*What is being asked*
Copy every one of the entries below word for word, leaving out the pictures.
· · · · · · ·
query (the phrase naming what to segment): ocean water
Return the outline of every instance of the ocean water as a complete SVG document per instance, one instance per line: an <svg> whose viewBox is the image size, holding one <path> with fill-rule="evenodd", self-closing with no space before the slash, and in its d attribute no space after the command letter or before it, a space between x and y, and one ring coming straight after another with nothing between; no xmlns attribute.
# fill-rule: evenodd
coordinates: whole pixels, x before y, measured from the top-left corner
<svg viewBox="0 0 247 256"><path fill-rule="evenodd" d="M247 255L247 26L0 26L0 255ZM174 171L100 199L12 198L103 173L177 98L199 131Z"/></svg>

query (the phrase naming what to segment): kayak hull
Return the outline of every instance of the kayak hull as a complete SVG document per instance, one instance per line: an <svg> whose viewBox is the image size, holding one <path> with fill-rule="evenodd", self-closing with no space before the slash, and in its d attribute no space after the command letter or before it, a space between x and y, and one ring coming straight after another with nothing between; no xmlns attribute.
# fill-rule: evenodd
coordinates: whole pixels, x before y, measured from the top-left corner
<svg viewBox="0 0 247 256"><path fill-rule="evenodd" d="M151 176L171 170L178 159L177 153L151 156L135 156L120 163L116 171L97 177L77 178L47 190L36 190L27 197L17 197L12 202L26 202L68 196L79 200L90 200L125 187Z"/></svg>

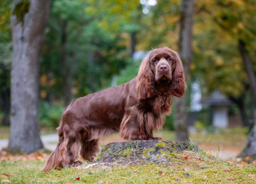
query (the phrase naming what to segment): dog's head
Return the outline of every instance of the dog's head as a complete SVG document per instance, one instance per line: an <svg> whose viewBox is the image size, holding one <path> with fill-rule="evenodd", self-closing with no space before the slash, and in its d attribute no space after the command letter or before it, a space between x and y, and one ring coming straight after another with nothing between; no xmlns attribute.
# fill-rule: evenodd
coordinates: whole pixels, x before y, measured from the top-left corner
<svg viewBox="0 0 256 184"><path fill-rule="evenodd" d="M153 97L154 83L163 81L172 95L183 95L186 86L182 63L179 55L167 47L152 50L141 63L136 86L139 99Z"/></svg>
· · · · · · ·
*The completed task*
query (the phrase naming what to segment): ocean water
Return the outline of every instance of the ocean water as a complete SVG document per instance, one instance per line: an <svg> whose viewBox is the image size, holding one <path> with fill-rule="evenodd", self-closing with no space before the slash, and in its d attribute no space after the command letter or before it, a space between x and y, and one ring coming straight after another with nothing between; no xmlns attribute.
# fill-rule: evenodd
coordinates: whole pixels, x before y, measured from the top-left corner
<svg viewBox="0 0 247 256"><path fill-rule="evenodd" d="M247 255L247 26L0 26L0 255ZM174 171L100 199L12 198L103 173L177 98L199 131Z"/></svg>

query (the phrase naming what to segment): kayak hull
Return the outline of every instance of the kayak hull as a complete SVG document per instance, one instance per line: an <svg> whose viewBox is the image size, holding one <path> with fill-rule="evenodd", self-closing with no space before the slash, and in its d attribute no space after the command letter or before it, a space between x and y, and one ring coming straight after another with nothing between; no xmlns attribute.
# fill-rule: evenodd
coordinates: whole pixels, x before y, measured from the top-left corner
<svg viewBox="0 0 247 256"><path fill-rule="evenodd" d="M151 176L171 170L178 159L177 153L151 156L135 156L120 163L116 171L97 177L77 178L47 190L36 190L27 197L17 197L12 202L26 202L68 196L79 200L90 200L125 187Z"/></svg>

query (the phrase naming what to segment): dog's head
Return the outline of every instance of the dog's head as a complete SVG document per instance, one instance per line: an <svg> whose viewBox is the image size, holding one <path> with fill-rule="evenodd", self-closing with no space before the slash, and in its d attribute no space after the command letter or before it, a space between x and y, and one ring coming straight after another with nothing between; no xmlns attribute.
# fill-rule: evenodd
coordinates: whole pixels, x before y, measured from the top-left corner
<svg viewBox="0 0 256 184"><path fill-rule="evenodd" d="M153 97L154 83L163 81L172 95L183 95L186 86L182 63L179 55L167 47L152 50L141 63L136 86L139 99Z"/></svg>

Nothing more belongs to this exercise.